Recorded data:
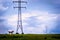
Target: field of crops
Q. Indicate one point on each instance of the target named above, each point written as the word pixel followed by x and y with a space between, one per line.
pixel 30 37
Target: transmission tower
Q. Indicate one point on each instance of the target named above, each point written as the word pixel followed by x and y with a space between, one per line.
pixel 19 22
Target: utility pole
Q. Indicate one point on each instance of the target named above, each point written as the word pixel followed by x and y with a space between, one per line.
pixel 19 22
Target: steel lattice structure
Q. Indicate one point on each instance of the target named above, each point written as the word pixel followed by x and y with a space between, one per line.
pixel 19 22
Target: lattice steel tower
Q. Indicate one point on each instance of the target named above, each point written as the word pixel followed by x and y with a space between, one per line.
pixel 19 22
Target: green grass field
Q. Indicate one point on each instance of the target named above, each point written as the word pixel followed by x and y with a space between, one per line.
pixel 30 37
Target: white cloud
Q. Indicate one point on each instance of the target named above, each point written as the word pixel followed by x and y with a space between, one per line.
pixel 2 7
pixel 42 17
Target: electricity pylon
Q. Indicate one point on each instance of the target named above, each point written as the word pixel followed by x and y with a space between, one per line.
pixel 19 22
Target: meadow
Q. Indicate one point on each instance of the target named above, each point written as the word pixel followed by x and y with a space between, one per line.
pixel 30 37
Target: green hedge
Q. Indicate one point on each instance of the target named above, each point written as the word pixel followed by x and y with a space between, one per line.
pixel 30 37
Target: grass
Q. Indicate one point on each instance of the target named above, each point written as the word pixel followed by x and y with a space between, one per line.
pixel 30 37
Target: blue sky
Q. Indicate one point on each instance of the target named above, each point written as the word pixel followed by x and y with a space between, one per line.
pixel 40 16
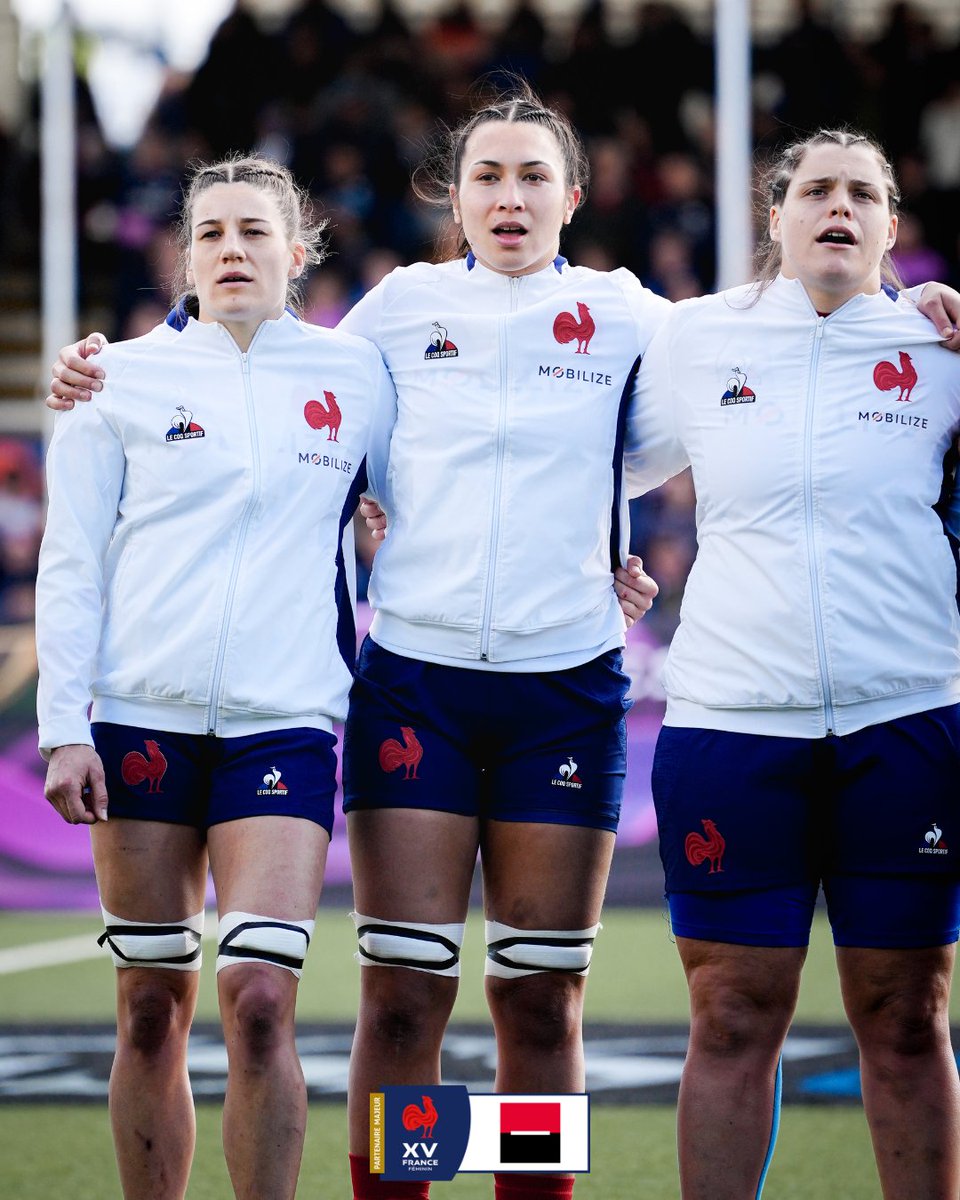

▶ [Direction] Present every line of the records above as a numbered list, one line per item, with blank lines omitted. Leave the pictures out of the list.

▶ [Reply]
1. Target: field of crops
2. Q. Indicate one point on each instance of the target named above, each point written as the word pixel followed by x and y with a space between, one per line.
3. pixel 30 37
4. Target: transmission tower
5. Q. Indicate one point on each instance of the target named above, each point written as the word pixel followed by x and y with a space between, one per line.
6. pixel 19 22
7. Target: utility pole
8. Q. Indicate one point on each instance of the target named above, each point written as the word pixel followed by x and y with a space between, one per line.
9. pixel 19 22
10. Target: steel lattice structure
11. Q. Indicate one point on each instance of the target named above, each point written as the word pixel followed by x and y with a space between, one per line.
12. pixel 19 22
13. Target: lattice steel tower
14. Q. Indicate one point on each instance of the target named above, each point written as the word pixel followed by x and y with a space between, one per line.
15. pixel 19 22
16. Target: green grass field
17. Q. Indicate one point on each instance of the target named above, each point written as the word pixel followed by x and y with a space between, one per line.
18. pixel 30 37
19. Target: white cloud
20. Q. Indicate one point on each instance of the target named above, each point written as the word pixel followed by x and y with a space between, one per line.
21. pixel 2 7
22. pixel 42 17
23. Target: electricity pylon
24. Q. Indicate one point on each instance of the target named above, each point written as the word pixel followed by x and y with a space between, one per line.
25. pixel 19 22
26. Target: meadow
27. Q. Indicate one point on each instance of the target named above, each point written as the word pixel followed by x and y with a space between, one per line.
28. pixel 30 37
29. Target: green hedge
30. Q. Indicate one point on each instance of the target named above, each point written as the word pixel followed by x and y with a space between, one per line.
31. pixel 30 37
32. Target: grass
33. Q. Indicate one point on each instance of the target named above, each point written as the word pixel followed by x and y with a space between, one per line.
34. pixel 30 37
35. Target: blue sky
36. Q. Indicate one point on each instance of the target named above, each point written as the word pixel followed by x and y with a space between, one per line.
37. pixel 40 16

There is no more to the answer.